● DATASET ENTRIES
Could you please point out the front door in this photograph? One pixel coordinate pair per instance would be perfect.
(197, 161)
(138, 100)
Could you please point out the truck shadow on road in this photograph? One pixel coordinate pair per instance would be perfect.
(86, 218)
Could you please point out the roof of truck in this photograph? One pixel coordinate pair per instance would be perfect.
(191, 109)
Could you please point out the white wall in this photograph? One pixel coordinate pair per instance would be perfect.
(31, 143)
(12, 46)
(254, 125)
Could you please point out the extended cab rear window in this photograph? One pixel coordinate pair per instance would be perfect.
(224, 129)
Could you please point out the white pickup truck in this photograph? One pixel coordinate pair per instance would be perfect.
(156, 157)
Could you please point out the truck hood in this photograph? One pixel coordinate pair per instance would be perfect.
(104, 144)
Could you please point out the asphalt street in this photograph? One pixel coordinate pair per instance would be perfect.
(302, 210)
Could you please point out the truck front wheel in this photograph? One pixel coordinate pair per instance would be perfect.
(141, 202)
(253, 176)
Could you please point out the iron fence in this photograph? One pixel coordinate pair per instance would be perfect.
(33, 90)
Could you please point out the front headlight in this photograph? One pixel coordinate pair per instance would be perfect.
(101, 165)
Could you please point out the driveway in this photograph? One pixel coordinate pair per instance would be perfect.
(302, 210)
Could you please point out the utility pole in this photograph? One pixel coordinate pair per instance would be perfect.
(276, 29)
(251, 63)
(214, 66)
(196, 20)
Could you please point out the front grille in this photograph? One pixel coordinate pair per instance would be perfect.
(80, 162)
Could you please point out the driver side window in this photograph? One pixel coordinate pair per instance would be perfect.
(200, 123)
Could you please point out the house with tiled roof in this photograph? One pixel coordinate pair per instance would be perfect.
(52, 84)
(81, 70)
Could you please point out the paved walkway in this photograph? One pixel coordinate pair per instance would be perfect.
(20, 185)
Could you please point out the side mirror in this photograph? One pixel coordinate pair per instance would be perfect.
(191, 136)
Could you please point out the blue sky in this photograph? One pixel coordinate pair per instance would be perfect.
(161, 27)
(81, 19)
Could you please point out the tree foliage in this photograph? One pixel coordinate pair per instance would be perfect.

● WORK TO BE COMPLETED
Starting at the item with "Could you please point out the side" and ending at the last item, write those items out again, requests included, and shift each coordinate in the answers by adding 101.

● EXERCISE ANSWER
Could you please point out the side mirror in this photograph? One pixel coordinate pair per instance would be perfect.
(292, 237)
Could you please point out the blue sky in this photograph? One pixel coordinate pair per instance would be perfect.
(262, 128)
(182, 120)
Could you please point out the tree foliage in this photograph? One pixel coordinate pair per instance would be perfect.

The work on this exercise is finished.